TRY IT: Retype every record that follows, character for character.
======== MATERIAL SHOWN ========
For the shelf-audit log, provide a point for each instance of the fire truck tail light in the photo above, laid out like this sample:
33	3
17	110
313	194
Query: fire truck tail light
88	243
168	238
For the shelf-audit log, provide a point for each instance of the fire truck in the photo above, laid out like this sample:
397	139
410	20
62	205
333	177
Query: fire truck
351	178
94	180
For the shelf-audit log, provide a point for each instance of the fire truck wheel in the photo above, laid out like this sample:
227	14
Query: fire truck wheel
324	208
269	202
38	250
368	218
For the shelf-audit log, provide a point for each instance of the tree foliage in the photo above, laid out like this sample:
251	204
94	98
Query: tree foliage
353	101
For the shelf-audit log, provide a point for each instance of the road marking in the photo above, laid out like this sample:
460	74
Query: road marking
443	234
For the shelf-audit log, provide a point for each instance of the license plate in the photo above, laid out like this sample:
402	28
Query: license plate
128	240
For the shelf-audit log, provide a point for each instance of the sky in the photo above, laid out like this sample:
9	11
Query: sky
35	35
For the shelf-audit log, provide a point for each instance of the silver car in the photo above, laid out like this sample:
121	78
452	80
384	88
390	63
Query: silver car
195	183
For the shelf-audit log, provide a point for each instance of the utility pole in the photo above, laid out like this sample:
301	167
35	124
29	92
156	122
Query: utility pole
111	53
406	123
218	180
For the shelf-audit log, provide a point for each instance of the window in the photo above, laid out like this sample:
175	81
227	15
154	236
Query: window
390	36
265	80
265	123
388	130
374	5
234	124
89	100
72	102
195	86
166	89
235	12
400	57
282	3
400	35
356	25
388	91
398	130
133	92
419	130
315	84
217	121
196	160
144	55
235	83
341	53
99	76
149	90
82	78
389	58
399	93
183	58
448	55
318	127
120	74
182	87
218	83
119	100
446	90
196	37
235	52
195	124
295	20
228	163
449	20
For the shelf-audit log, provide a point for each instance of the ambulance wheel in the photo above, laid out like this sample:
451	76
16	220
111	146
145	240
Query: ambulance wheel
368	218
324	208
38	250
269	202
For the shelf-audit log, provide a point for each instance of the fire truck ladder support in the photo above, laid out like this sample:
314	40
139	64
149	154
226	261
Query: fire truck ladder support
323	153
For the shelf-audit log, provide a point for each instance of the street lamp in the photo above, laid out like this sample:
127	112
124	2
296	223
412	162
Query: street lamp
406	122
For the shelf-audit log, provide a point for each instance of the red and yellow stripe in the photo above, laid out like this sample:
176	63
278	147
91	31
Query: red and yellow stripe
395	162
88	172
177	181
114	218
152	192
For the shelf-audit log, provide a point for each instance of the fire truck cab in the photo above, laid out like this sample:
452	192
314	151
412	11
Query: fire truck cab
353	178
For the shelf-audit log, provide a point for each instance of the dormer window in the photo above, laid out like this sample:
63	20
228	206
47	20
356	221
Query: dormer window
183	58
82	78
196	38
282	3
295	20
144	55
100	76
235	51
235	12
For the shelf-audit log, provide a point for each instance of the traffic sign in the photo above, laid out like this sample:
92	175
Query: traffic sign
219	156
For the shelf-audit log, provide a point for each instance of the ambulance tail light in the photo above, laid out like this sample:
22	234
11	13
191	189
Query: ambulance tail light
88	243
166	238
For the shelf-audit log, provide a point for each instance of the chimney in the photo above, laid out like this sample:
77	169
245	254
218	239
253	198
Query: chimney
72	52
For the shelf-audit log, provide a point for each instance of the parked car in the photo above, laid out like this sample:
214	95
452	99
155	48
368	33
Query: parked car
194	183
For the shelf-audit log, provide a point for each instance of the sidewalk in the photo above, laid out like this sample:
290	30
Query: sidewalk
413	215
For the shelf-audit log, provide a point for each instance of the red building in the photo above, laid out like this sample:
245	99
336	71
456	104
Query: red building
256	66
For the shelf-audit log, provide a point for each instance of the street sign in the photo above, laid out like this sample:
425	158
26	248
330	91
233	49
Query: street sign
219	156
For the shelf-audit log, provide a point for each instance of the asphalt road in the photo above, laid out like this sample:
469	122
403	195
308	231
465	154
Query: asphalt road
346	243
========
FINISHED TASK:
For the shelf-audit log, provide a point for each instance of the fire truck tail light in the photo above, laid out like this sample:
33	3
17	110
313	194
Query: fire truck tail light
88	243
168	238
For the shelf-audit log, provide a point for each instance of the fire truck in the photo above, laid out like this sample:
397	139
410	20
62	205
333	177
Query: fire truck
351	178
94	180
For the shelf-audit log, provide a point for each instance of the fire truck wheel in the photo above, laid out like this sample:
227	14
Query: fire truck wheel
324	208
269	202
38	250
368	218
For the shelf-audit log, provide a point for each instance of the tree foliage in the photo above, laid out like this sample:
251	204
94	98
Query: tree foliage
353	101
For the shelf-audit log, provide a point for each instance of the road marking in the photo above, laid out like this sample:
460	74
Query: road marking
443	234
For the shelf-audit log, provide a point for each instance of the license plate in the photo above, laid out like this sample:
402	28
Query: license plate
128	240
For the shelf-audit log, provide a point for each instance of the sky in the photo above, laid out like this sample:
9	11
Query: sky
35	35
For the shelf-audit log, provide a point for each instance of the silver car in the photo above, laid out like this sample:
121	78
452	80
384	88
390	63
Query: silver car
195	183
For the shelf-audit log, provide a point for each instance of the utility pole in the photo above, laid out like this sample:
301	167
35	124
29	92
156	122
Query: utility pole
111	53
406	123
218	180
For the shelf-audit log, provide a point for each instance of the window in the photo above, laid out like this sample:
175	81
227	15
154	236
Query: window
390	36
265	80
265	123
388	130
374	5
234	124
89	100
72	102
195	86
166	89
235	12
400	57
282	3
400	35
356	25
388	91
398	130
133	92
419	130
315	84
217	121
196	160
144	55
235	83
341	53
99	76
149	90
82	78
389	58
399	93
183	58
448	55
318	127
120	74
182	87
218	83
119	100
446	90
196	37
235	52
195	124
295	20
228	163
449	20
For the shelf-audit log, provide a point for each instance of the ambulance wheel in the photo above, laid out like this sample:
451	76
16	220
111	146
145	240
Query: ambulance wheel
368	218
324	208
38	250
269	202
For the shelf-audit log, provide a point for each instance of the fire truck ladder support in the photo above, laid out like this sample:
314	40
139	64
149	154
226	261
Query: fire truck ladder support
323	153
For the shelf-audit log, provide a point for each instance of the street lamp in the photo above, laid out like this sample:
127	112
124	2
296	223
412	162
Query: street lamp
406	122
For the shelf-audit log, provide a point for each instance of the red and yellow stripe in the photo above, laid out like this sample:
176	63
278	147
91	31
Query: red and yellow stripe
395	162
88	172
177	181
114	218
152	192
For the shelf-audit log, provide a point for each instance of the fire truck cab in the photo above, laid out like this sample:
452	192
314	151
412	11
Query: fire truck cab
353	178
For the shelf-audit log, provide a point for each instance of the dormer window in the photo above, laid out like this sample:
63	20
228	206
47	20
356	221
Query: dormer window
183	58
82	78
196	38
282	3
295	20
144	55
100	76
235	51
235	12
For the shelf-audit log, provide a point for each instance of the traffic sign in the photo above, laid out like this sample:
92	175
Query: traffic sign
219	156
For the shelf-audit log, provide a point for each instance of the ambulance tail light in the photo above, laid out like this sample:
22	234
11	13
191	189
Query: ambulance tail light
88	243
166	238
For the shelf-audit log, provide a point for each instance of the chimney in the photo above, laid out like this sample:
77	169
245	254
218	239
253	198
Query: chimney
72	52
For the shelf-audit log, provide a point for each instance of the parked car in the photo above, laid out like this sample:
214	95
452	99
155	48
368	33
Query: parked car
194	183
For the shelf-audit log, provide a point for each instance of the sidewalk in the photo above, laid out like this sample:
290	30
Query: sidewalk
413	215
For the shelf-audit log, provide a point for each instance of the red building in the photo above, laid out like this sample:
245	99
336	71
456	104
Query: red building
256	66
For the shelf-audit log, provide a point for each instance of the street sign in the photo above, laid out like this sample:
425	158
26	248
330	91
233	49
Query: street sign
219	156
For the shelf-audit log, provide a point for each instance of the asphalt road in the photo above, laid out like this sample:
469	122
403	195
308	231
465	154
Query: asphalt road
346	243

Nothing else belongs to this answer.